Challenge: Each record below is to be reproduced without any change.

The data:
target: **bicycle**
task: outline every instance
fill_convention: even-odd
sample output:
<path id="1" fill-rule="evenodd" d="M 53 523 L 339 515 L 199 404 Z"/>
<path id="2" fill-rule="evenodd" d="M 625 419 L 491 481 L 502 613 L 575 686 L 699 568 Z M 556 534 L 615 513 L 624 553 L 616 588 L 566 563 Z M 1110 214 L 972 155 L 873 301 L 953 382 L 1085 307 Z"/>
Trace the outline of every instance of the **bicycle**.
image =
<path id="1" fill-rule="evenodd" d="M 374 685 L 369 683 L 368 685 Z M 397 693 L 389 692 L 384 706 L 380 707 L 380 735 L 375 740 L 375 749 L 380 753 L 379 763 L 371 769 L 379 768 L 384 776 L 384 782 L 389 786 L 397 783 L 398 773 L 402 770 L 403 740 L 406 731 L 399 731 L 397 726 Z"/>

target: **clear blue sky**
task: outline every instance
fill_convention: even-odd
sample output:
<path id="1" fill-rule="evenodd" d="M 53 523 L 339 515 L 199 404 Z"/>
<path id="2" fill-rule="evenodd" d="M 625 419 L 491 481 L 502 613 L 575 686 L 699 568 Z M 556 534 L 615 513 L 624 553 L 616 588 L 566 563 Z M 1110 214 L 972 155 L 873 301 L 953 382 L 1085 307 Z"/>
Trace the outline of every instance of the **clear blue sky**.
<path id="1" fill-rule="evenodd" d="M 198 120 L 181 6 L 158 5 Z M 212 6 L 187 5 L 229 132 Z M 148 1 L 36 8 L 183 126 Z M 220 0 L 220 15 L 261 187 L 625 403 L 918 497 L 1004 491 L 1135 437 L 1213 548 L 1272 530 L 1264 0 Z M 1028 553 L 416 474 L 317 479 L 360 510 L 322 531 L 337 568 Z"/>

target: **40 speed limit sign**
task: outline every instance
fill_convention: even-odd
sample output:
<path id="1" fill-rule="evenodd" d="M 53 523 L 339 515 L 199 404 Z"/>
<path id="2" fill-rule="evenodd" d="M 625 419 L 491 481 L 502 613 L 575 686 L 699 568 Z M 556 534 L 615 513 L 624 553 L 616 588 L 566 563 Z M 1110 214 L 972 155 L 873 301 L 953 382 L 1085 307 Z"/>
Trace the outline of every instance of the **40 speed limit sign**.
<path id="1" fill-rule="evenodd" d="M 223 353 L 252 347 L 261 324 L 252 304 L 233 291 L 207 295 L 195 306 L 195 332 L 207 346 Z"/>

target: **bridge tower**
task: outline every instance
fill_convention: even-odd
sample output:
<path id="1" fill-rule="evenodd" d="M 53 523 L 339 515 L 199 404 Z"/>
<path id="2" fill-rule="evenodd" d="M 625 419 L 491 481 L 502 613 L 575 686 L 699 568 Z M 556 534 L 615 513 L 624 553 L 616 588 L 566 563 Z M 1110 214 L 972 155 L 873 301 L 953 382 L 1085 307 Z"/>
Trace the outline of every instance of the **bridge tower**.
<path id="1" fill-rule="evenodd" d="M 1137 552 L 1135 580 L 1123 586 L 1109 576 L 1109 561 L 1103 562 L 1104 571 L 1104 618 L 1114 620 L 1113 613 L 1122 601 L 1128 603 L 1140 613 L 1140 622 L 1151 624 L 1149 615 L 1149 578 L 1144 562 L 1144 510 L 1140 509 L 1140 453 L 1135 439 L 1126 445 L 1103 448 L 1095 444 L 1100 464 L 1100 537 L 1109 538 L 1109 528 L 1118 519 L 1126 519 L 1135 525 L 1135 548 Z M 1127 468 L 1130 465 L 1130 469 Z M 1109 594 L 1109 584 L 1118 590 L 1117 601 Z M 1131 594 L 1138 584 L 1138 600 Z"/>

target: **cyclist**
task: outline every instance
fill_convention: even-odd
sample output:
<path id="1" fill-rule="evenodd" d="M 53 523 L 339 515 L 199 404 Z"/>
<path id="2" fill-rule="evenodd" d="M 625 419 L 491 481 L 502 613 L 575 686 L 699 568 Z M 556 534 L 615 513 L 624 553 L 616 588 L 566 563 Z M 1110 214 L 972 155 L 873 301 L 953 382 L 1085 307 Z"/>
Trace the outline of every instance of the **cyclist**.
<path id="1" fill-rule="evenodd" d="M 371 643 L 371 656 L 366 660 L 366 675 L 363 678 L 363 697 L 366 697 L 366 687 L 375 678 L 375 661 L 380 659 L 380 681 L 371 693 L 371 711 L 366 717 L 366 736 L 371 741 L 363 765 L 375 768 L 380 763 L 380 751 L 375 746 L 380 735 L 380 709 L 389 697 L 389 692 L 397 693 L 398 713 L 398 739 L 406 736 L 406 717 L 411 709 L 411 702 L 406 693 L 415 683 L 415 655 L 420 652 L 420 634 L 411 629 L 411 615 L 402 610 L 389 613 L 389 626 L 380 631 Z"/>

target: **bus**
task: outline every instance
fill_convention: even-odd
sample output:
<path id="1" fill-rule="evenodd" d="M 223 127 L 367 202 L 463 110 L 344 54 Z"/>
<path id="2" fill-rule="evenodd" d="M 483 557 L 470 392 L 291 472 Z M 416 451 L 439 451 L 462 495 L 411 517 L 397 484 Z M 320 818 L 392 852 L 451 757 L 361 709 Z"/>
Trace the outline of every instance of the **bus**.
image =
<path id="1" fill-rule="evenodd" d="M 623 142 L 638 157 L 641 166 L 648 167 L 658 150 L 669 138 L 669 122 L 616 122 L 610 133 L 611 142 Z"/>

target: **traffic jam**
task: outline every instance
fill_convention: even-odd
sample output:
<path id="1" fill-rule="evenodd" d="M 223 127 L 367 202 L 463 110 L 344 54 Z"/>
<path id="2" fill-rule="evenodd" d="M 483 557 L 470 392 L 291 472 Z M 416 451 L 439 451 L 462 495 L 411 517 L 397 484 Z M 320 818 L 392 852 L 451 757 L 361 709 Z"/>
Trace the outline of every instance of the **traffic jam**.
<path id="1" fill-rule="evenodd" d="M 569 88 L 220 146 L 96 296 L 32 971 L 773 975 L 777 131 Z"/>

Exercise response:
target: **bicycle**
task: outline every instance
fill_convention: even-odd
sample output:
<path id="1" fill-rule="evenodd" d="M 53 523 L 339 515 L 199 404 Z"/>
<path id="2" fill-rule="evenodd" d="M 625 419 L 491 481 L 502 613 L 575 686 L 699 568 Z M 556 534 L 615 513 L 624 553 L 616 588 L 566 563 Z M 1110 214 L 972 155 L 873 301 L 953 382 L 1085 307 Z"/>
Trace the outline of every instance of the **bicycle**.
image =
<path id="1" fill-rule="evenodd" d="M 374 685 L 369 683 L 368 685 Z M 397 693 L 389 692 L 384 706 L 380 707 L 380 735 L 375 740 L 375 749 L 380 753 L 379 763 L 371 769 L 379 768 L 384 776 L 384 782 L 389 786 L 397 783 L 398 773 L 402 770 L 403 740 L 406 731 L 399 731 L 397 726 Z"/>

target: **clear blue sky**
task: outline every instance
fill_convention: even-odd
sample output:
<path id="1" fill-rule="evenodd" d="M 53 523 L 339 515 L 199 404 Z"/>
<path id="2" fill-rule="evenodd" d="M 625 419 L 491 481 L 502 613 L 575 686 L 699 568 Z M 556 534 L 615 513 L 624 553 L 616 588 L 566 563 Z M 1110 214 L 972 155 L 873 301 L 953 382 L 1085 307 Z"/>
Trace the outline of every instance of the **clear blue sky**.
<path id="1" fill-rule="evenodd" d="M 198 120 L 181 6 L 158 5 Z M 212 6 L 187 5 L 229 132 Z M 148 1 L 36 8 L 183 126 Z M 220 0 L 220 15 L 261 187 L 625 403 L 918 497 L 1004 491 L 1135 437 L 1213 548 L 1272 530 L 1264 0 Z M 1028 553 L 416 474 L 317 479 L 360 510 L 322 531 L 337 568 Z"/>

target: **40 speed limit sign**
task: outline every instance
fill_convention: even-odd
sample output:
<path id="1" fill-rule="evenodd" d="M 53 523 L 339 515 L 199 404 Z"/>
<path id="2" fill-rule="evenodd" d="M 625 419 L 491 481 L 502 613 L 575 686 L 699 568 Z M 556 534 L 615 513 L 624 553 L 616 588 L 566 563 Z M 1110 214 L 972 155 L 873 301 L 953 382 L 1085 307 Z"/>
Trace the outline of every instance of the **40 speed limit sign**.
<path id="1" fill-rule="evenodd" d="M 223 353 L 252 347 L 261 324 L 252 304 L 233 291 L 207 295 L 195 306 L 195 332 L 207 346 Z"/>

target: **bridge tower**
task: outline every instance
fill_convention: even-odd
sample output:
<path id="1" fill-rule="evenodd" d="M 53 523 L 339 515 L 199 404 Z"/>
<path id="2" fill-rule="evenodd" d="M 625 419 L 491 481 L 502 613 L 575 686 L 699 568 Z M 556 534 L 615 513 L 624 553 L 616 588 L 566 563 Z M 1110 214 L 972 155 L 873 301 L 953 382 L 1085 307 Z"/>
Trace the outline of every instance of the **bridge tower**.
<path id="1" fill-rule="evenodd" d="M 1137 552 L 1135 580 L 1123 586 L 1109 576 L 1109 561 L 1103 562 L 1104 571 L 1104 618 L 1114 620 L 1113 613 L 1122 601 L 1128 603 L 1140 613 L 1140 622 L 1151 624 L 1149 615 L 1149 578 L 1144 562 L 1144 510 L 1140 509 L 1140 453 L 1135 439 L 1126 445 L 1103 448 L 1095 444 L 1100 464 L 1100 537 L 1109 538 L 1109 528 L 1118 519 L 1126 519 L 1135 525 L 1135 548 Z M 1127 468 L 1130 465 L 1130 469 Z M 1109 594 L 1109 584 L 1118 590 L 1117 601 Z M 1131 594 L 1138 584 L 1138 600 Z"/>

target: **cyclist**
task: outline every instance
fill_convention: even-odd
sample output:
<path id="1" fill-rule="evenodd" d="M 53 523 L 339 515 L 199 404 Z"/>
<path id="2" fill-rule="evenodd" d="M 625 419 L 491 481 L 502 613 L 575 686 L 699 568 Z M 556 534 L 615 513 L 624 553 L 616 588 L 566 563 Z M 1110 214 L 972 155 L 873 301 L 953 382 L 1085 307 Z"/>
Trace the outline of every instance of the **cyclist**.
<path id="1" fill-rule="evenodd" d="M 371 643 L 371 656 L 366 660 L 366 675 L 363 678 L 363 697 L 366 697 L 366 687 L 375 678 L 375 661 L 380 659 L 380 681 L 371 693 L 371 711 L 366 717 L 366 736 L 371 741 L 363 765 L 375 768 L 380 763 L 380 751 L 375 746 L 380 735 L 380 709 L 389 697 L 389 692 L 397 693 L 398 713 L 398 739 L 406 736 L 406 717 L 411 709 L 411 702 L 406 693 L 415 683 L 415 655 L 420 652 L 420 634 L 411 629 L 411 615 L 402 610 L 389 613 L 389 626 L 380 631 Z"/>

target: **bus**
task: outline every instance
fill_convention: even-odd
sample output:
<path id="1" fill-rule="evenodd" d="M 223 127 L 367 202 L 463 110 L 344 54 Z"/>
<path id="2" fill-rule="evenodd" d="M 483 557 L 470 392 L 291 472 Z M 416 451 L 439 451 L 462 495 L 411 517 L 397 484 Z M 320 818 L 392 852 L 451 757 L 361 709 Z"/>
Trace the outline of every instance of the **bus**.
image =
<path id="1" fill-rule="evenodd" d="M 623 142 L 638 157 L 641 166 L 648 167 L 658 150 L 669 138 L 669 122 L 616 122 L 610 133 L 611 142 Z"/>

target: **traffic jam**
task: outline every instance
fill_convention: even-odd
sample output:
<path id="1" fill-rule="evenodd" d="M 223 127 L 367 202 L 463 110 L 344 54 Z"/>
<path id="2" fill-rule="evenodd" d="M 483 557 L 470 392 L 291 472 Z M 416 451 L 439 451 L 462 495 L 411 517 L 397 484 Z M 320 818 L 392 852 L 451 757 L 361 709 Z"/>
Trace the outline of every instance of the **traffic jam**.
<path id="1" fill-rule="evenodd" d="M 569 88 L 220 146 L 96 296 L 32 971 L 773 975 L 777 131 Z"/>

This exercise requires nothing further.